### EXERCISE OBJECTIVE
Convert the data below into a numbered list with one line per item, and leave out any blank lines.

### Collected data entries
■ ■ ■ ■
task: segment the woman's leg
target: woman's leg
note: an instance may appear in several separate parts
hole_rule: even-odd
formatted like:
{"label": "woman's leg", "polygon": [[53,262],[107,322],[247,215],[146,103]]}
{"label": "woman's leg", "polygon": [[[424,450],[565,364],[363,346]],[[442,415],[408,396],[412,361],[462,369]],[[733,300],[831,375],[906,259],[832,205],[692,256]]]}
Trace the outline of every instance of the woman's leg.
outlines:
■ ■ ■ ■
### EXERCISE SOLUTION
1. task: segment the woman's leg
2. target: woman's leg
3. note: an instance may appear in several separate parts
4. hole_rule: even-odd
5. formatted like:
6. {"label": "woman's leg", "polygon": [[53,262],[107,322],[247,215],[146,103]]}
7. {"label": "woman's leg", "polygon": [[[424,450],[565,364],[363,346]],[[442,415],[408,396],[412,361],[462,369]],[[733,300],[831,375],[906,259],[832,205],[692,256]]]}
8. Trace the outline of every instance of the woman's leg.
9. outlines:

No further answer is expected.